Retype the records below without any alteration, keeping every line as it appears.

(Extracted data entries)
"""
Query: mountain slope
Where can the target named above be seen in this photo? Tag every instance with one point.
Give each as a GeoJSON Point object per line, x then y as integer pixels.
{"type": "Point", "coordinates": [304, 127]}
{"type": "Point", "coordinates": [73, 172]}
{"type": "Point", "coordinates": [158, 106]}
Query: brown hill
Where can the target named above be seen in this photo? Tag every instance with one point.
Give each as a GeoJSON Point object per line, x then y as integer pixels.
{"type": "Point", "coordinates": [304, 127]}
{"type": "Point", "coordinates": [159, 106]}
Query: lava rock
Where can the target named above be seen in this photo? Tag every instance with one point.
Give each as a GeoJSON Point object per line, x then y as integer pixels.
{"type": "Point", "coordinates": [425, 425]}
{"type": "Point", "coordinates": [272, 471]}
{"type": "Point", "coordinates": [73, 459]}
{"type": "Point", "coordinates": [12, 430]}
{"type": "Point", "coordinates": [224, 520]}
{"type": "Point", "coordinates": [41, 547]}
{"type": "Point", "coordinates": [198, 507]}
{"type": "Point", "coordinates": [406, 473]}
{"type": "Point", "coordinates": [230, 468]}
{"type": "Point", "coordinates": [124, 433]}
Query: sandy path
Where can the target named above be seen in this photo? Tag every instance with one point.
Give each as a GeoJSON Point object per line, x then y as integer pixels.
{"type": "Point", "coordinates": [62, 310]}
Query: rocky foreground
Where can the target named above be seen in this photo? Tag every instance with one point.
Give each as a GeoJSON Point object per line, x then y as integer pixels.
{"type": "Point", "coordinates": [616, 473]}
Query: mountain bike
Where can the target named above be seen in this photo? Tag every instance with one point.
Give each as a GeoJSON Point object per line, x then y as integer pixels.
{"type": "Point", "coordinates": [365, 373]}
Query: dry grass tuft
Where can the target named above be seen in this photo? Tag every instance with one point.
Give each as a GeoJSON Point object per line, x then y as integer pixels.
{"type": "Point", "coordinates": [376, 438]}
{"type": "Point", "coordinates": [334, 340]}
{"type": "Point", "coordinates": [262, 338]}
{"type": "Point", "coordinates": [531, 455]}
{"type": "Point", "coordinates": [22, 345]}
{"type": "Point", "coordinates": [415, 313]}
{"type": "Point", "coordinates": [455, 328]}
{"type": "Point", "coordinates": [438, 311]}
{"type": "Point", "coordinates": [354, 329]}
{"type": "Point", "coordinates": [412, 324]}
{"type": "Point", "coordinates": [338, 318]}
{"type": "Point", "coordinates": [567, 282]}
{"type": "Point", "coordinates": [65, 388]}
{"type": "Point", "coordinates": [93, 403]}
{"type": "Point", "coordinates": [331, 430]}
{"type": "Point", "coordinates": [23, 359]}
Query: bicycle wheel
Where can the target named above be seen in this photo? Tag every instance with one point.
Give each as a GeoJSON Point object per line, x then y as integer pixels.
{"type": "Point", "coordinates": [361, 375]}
"""
THE REPLY ::
Query: mountain slope
Where can the target named above be seen in this photo? Tag every instance with one point.
Give each as a GeoJSON Point object per line, x then y as integer pixels.
{"type": "Point", "coordinates": [304, 127]}
{"type": "Point", "coordinates": [73, 172]}
{"type": "Point", "coordinates": [158, 106]}
Query: brown hill
Where can the target named above be seen in this photo? Tag every instance with one point.
Give each as a GeoJSON Point object per line, x then y as integer pixels.
{"type": "Point", "coordinates": [304, 127]}
{"type": "Point", "coordinates": [159, 106]}
Query: lava rock
Where can the target named above be seen in this photo? Tag every instance with one point.
Give each as a GeoJSON Point object per line, x then y as integer pixels.
{"type": "Point", "coordinates": [425, 425]}
{"type": "Point", "coordinates": [272, 471]}
{"type": "Point", "coordinates": [73, 459]}
{"type": "Point", "coordinates": [12, 430]}
{"type": "Point", "coordinates": [224, 520]}
{"type": "Point", "coordinates": [41, 547]}
{"type": "Point", "coordinates": [198, 507]}
{"type": "Point", "coordinates": [406, 473]}
{"type": "Point", "coordinates": [230, 468]}
{"type": "Point", "coordinates": [124, 433]}
Query: sandy path
Where can the target named above be seen in this photo? Tag every instance with one point.
Give each as a GeoJSON Point object per line, x then y as integer pixels.
{"type": "Point", "coordinates": [62, 310]}
Query: rocky foreground
Where can the target named above be seen in this photo? Tag every instance with one point.
Give each as a GeoJSON Point object per line, x then y as integer pixels.
{"type": "Point", "coordinates": [616, 473]}
Query: mountain bike
Where can the target named above be seen in this photo? Tag every instance with one point.
Give each as a GeoJSON Point object per line, x then y as integer pixels.
{"type": "Point", "coordinates": [365, 373]}
Query: dry grass tuft
Where can the target named above be seen in this photo? Tag every instance with one point.
Give each as a GeoJSON Point object per line, x then y as integer pixels.
{"type": "Point", "coordinates": [376, 438]}
{"type": "Point", "coordinates": [334, 340]}
{"type": "Point", "coordinates": [262, 338]}
{"type": "Point", "coordinates": [531, 455]}
{"type": "Point", "coordinates": [22, 345]}
{"type": "Point", "coordinates": [415, 313]}
{"type": "Point", "coordinates": [455, 328]}
{"type": "Point", "coordinates": [438, 311]}
{"type": "Point", "coordinates": [354, 329]}
{"type": "Point", "coordinates": [412, 324]}
{"type": "Point", "coordinates": [338, 318]}
{"type": "Point", "coordinates": [567, 282]}
{"type": "Point", "coordinates": [65, 388]}
{"type": "Point", "coordinates": [93, 403]}
{"type": "Point", "coordinates": [331, 430]}
{"type": "Point", "coordinates": [23, 359]}
Query: bicycle wheel
Where can the target named above be seen in this photo? Tag every instance with one point.
Give each as a GeoJSON Point object per line, x then y as integer pixels.
{"type": "Point", "coordinates": [361, 375]}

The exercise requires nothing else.